* PODANY FRAGMENT:
★ ★ ★ ★ ★ ★ ★

Od czego zacząć? Tyle
wspaniałych zabiegów, że nie wiedziałam na co się zdecydować.
Za oknami piękna wiosna, świat budzi się do życia po zimowym
letargu. Miałam ochotę na coś ożywczego, świeżego i pachnącego
owocami. Z taka myślą skierowałam swe kroki do Centrum SPA. Kto
jak kto, ale Pani Ania z pewnością doradzi mi jak nikt inny. Kiedy,
po krótkiej rozmowie, zaproponowała mi Ceremonię Wellness na ciało
Kiwi & Citrus zabrzmiało to tak, jakby umiała czytać w
myślach. Czekało mnie 90 minut odprężenia i relaksu. Bez namysłu
udałam się do gabinetu zabiegowego i poddałam się doświadczonym
dłoniom terapeutki.
Na początek peeling
egzotyczny, który oznaczał dla mnie eksplozję aromatów
tropikalnych owoców. Pani Ania wyjaśniła, że ten zniewalający
zapach to efekt połączenia skórki pomarańczy, ekstraktu z ananasa
i pudru z nasion lotosu.

★ ★ ★ ★ ★ ★ ★

* ZADANIE 1:
Przepisz bez żadnych zmian fragment powyższego tekstu o zabiegu w SPA, od słów „Za oknami piękna” aż do słów „dłoniom terapeutki.” włącznie.

* PODANE DANE:
★ ★ ★ ★ ★ ★ ★

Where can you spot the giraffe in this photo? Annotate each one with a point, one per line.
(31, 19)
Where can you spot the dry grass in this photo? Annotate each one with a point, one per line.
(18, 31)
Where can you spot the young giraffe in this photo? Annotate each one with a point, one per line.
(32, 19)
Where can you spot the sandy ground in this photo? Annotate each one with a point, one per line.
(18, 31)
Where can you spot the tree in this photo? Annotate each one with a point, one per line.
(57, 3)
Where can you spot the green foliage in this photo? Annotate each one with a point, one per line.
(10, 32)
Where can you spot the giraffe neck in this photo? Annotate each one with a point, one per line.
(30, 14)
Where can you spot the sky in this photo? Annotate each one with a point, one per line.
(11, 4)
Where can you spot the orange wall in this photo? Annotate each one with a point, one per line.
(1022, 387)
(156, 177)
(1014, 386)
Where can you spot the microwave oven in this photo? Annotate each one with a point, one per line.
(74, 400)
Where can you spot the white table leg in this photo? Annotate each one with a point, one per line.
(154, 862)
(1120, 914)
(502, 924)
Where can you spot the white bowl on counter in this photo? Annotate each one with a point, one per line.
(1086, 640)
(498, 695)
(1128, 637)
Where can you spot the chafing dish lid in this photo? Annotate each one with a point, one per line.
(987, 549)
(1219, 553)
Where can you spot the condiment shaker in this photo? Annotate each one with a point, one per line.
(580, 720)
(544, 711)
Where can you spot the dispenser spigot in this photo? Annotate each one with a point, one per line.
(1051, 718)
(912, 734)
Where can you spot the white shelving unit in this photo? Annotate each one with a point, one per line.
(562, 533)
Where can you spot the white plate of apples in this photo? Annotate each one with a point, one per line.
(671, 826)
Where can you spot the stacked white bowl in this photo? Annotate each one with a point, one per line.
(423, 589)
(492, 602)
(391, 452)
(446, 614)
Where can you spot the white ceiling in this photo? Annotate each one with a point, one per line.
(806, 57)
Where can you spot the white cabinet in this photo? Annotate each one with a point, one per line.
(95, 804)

★ ★ ★ ★ ★ ★ ★

* ZADANIE 2:
Powiel dosłownie wiersze wykazu, od wiersza zawierającego „Where can you spot the white ceiling” aż do końca wykazu włącznie.

* WYNIK ZADANIA 1:
Za oknami piękna wiosna, świat budzi się do życia po zimowym
letargu. Miałam ochotę na coś ożywczego, świeżego i pachnącego
owocami. Z taka myślą skierowałam swe kroki do Centrum SPA. Kto
jak kto, ale Pani Ania z pewnością doradzi mi jak nikt inny. Kiedy,
po krótkiej rozmowie, zaproponowała mi Ceremonię Wellness na ciało
Kiwi & Citrus zabrzmiało to tak, jakby umiała czytać w
myślach. Czekało mnie 90 minut odprężenia i relaksu. Bez namysłu
udałam się do gabinetu zabiegowego i poddałam się doświadczonym
dłoniom terapeutki.

* WYNIK ZADANIA 2:
Where can you spot the white ceiling in this photo? Annotate each one with a point, one per line.
(806, 57)
Where can you spot the white cabinet in this photo? Annotate each one with a point, one per line.
(95, 804)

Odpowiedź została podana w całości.